**Exercise instructions:**
• 1. Can you reproduce, word for word, the section of the renal cell carcinoma report that begins with the words containing "The findings were" and ends with "new blood vessels."?
• 2. Write the next part of the renal cell carcinoma report, picking up after its final sentence.

** Opening Excerpted text block **

Adding atezolizumab and bevacizumab to standard care was tolerable and slowed tumor growth in patients with previously untreated clear-cell or sarcomatoid-histology metastatic renal cell carcinoma when compared to sunitinib, according to findings from a phase III study.
Adding the immune checkpoint inhibitor atezolizumab and bevacizumab to standard care was tolerable and slowed tumor growth in patients with previously untreated clear-cell or sarcomatoid-histology metastatic renal cell carcinoma (RCC) when compared to sunitinib, according to findings from the phase III IMmotion 151 study. The data were presented (abstract 578) ahead of the 2018 Genitourinary Cancers Symposium, held February 8–10 in San Francisco.
The findings were stronger for patients with programmed death-ligand 1 (PD-L1)–positive tumors, reported lead study author Robert J. Motzer, MD, of the Memorial Sloan Kettering Cancer Center in New York.
Atezolizumab blocks PD-L1 and like sunitinib, bevacizumab is a vascular endothelial growth factor–targeted agent that inhibits tumors’ recruitment of new blood vessels.

** Closing Excerpted text block **
** Opening Supplied records block **

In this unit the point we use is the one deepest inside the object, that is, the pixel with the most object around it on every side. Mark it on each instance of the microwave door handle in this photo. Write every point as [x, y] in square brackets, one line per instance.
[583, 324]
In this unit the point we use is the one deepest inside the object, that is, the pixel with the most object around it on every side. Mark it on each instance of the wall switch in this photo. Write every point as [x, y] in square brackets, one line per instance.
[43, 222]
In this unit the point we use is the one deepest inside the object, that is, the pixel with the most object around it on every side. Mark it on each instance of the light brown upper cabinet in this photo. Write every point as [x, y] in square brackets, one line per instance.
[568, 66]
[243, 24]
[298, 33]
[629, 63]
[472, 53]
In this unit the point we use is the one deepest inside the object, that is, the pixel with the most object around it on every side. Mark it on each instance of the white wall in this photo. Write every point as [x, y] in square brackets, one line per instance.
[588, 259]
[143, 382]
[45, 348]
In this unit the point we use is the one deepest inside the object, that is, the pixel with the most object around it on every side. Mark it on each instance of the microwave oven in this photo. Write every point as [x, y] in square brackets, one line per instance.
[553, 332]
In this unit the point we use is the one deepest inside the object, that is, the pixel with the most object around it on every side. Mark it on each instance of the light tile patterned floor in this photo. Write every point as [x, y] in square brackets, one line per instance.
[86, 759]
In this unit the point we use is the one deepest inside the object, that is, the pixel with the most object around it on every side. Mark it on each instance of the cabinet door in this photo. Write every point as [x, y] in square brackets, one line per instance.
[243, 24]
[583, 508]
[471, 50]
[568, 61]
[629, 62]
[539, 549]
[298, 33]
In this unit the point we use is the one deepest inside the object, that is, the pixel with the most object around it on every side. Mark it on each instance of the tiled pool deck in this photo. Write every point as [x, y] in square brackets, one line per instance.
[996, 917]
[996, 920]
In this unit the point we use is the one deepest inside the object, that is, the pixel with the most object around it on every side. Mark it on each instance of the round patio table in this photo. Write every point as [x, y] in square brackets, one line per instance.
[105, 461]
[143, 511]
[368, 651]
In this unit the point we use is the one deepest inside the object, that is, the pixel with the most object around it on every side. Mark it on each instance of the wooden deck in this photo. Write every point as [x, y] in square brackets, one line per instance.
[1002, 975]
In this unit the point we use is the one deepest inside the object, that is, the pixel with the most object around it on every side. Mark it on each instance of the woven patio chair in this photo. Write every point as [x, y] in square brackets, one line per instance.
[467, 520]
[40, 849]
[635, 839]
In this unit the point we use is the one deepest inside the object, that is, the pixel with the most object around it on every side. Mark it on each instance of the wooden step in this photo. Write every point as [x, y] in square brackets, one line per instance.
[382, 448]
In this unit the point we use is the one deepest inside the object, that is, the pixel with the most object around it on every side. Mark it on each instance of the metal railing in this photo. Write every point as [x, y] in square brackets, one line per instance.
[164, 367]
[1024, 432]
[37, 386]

** Closing Supplied records block **

**Activity answers:**
• 1.
The findings were stronger for patients with programmed death-ligand 1 (PD-L1)–positive tumors, reported lead study author Robert J. Motzer, MD, of the Memorial Sloan Kettering Cancer Center in New York.
Atezolizumab blocks PD-L1 and like sunitinib, bevacizumab is a vascular endothelial growth factor–targeted agent that inhibits tumors’ recruitment of new blood vessels.

• 2.
The authors enrolled 915 treatment-naive patients of any prognostic risk category and randomly assigned them to receive atezolizumab (1,200 mg intravenously every 3 weeks) plus bevacizumab (15 mg mg/kg IV every 3 weeks) or sunitinib (50 mg orally daily for a cycle of 4 weeks on, 2 weeks off). Patients were stratified by PD-L1 status (< 1% or ≥ 1% PD-L1 expression on tumor-infiltrating immune cells).
At a median follow-up of 15 months, overall response rates (ORR) for the intent-to-treat population were 37% (5% complete response [CR]) for the atezolizumab plus bevacizumab group vs 33% (2% CR) in the sunitinib group. Among patients with PD-L1–positive disease, ORR was 43% (9% CR) for patients receiving atezolizumab plus bevacizumab and 35% (4% CR) for those in the sunitinib group.
It was too early for an analysis of survival outcomes, Dr. Motzer said.
Atezolizumab plus bevacizumab demonstrated better investigator-assessed progression-free survival than sunitinib among patients with PD-L1–positive kidney cancer (11.2 months vs 7.7 months; hazard ratio, 0.74; 95% CI, 0.57–0.96; P = .02). However, that association was not clearly supported using independent, blinded reviewer-assessed progression-free survival, Dr. Motzer cautioned.
Safety results were similar for all patients in the study, but grade 3/4 adverse events were more frequent among patients receiving sunitinib.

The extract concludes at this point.